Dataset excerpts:
=== Begin Enclosure ===

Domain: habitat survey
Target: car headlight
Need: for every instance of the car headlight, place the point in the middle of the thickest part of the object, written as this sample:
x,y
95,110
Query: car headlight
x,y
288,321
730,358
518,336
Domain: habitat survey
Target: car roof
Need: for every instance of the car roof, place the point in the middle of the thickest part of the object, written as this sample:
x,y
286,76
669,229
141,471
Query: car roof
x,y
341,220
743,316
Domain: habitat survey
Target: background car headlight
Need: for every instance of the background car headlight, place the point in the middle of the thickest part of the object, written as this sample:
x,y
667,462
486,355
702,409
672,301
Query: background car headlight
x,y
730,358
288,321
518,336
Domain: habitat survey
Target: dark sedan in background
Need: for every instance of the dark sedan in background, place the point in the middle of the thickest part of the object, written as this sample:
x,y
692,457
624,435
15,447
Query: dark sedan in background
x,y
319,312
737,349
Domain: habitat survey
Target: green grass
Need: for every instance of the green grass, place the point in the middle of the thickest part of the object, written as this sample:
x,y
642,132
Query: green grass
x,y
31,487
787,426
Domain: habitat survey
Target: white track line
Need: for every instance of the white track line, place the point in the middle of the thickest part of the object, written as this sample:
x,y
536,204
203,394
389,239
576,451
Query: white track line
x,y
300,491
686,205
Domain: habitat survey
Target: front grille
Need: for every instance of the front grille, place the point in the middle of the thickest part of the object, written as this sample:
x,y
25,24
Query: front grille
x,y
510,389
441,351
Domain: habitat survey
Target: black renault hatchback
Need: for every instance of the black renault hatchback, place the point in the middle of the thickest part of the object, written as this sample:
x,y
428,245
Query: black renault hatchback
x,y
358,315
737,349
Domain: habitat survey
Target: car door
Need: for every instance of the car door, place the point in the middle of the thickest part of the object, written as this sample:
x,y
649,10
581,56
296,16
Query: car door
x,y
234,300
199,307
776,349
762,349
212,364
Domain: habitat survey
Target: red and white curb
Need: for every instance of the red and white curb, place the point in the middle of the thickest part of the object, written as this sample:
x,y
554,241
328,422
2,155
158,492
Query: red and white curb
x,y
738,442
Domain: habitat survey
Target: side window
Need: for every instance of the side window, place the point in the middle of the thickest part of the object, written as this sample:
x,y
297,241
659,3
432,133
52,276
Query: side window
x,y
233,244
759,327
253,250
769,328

=== End Enclosure ===
=== Begin Enclosure ===

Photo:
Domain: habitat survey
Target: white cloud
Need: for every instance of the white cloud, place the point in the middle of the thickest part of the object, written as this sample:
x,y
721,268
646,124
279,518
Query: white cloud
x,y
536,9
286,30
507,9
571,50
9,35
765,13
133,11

=== End Enclosure ===

Aim of the exercise: Copy out the lines of the data where the string "sample" occurs.

Reply to the task:
Need: for every instance of the car headlight, place the point in the middle of the thickest part of the object, written as this sample:
Need: for every instance of the car roof, place the point in the middle of the thickest part of the object, written as this sample:
Need: for every instance of the background car headlight, place the point in the middle of the thickest part of the object, written as this sample:
Need: for every instance of the dark sedan in background, place the point in the middle of the thickest part of the object, written as this sample:
Need: for every instance of the green grass, place the point in the middle of the thickest part of the object, written as this sample:
Need: for every instance of the white track line, place the point in the middle of the thickest part of the object, written as this sample:
Need: for every instance of the front grille, place the point in the middle of the thickest part of the object, written as this sample:
Need: for every instance of the black renault hatchback, place the point in the middle of the thickest part of the object, written as this sample:
Need: for every instance of the car door, place the point in the middle of the thickest part of the object, written as this sample:
Need: for every instance of the red and white curb, place the point in the middle of the thickest part of the object, written as this sample:
Need: for every instance of the side window, place the point in the middle of the thickest part of the object, written as this sample:
Need: for every instance of the white cloud, place the point in the middle of the thickest part of the object, written as this sample:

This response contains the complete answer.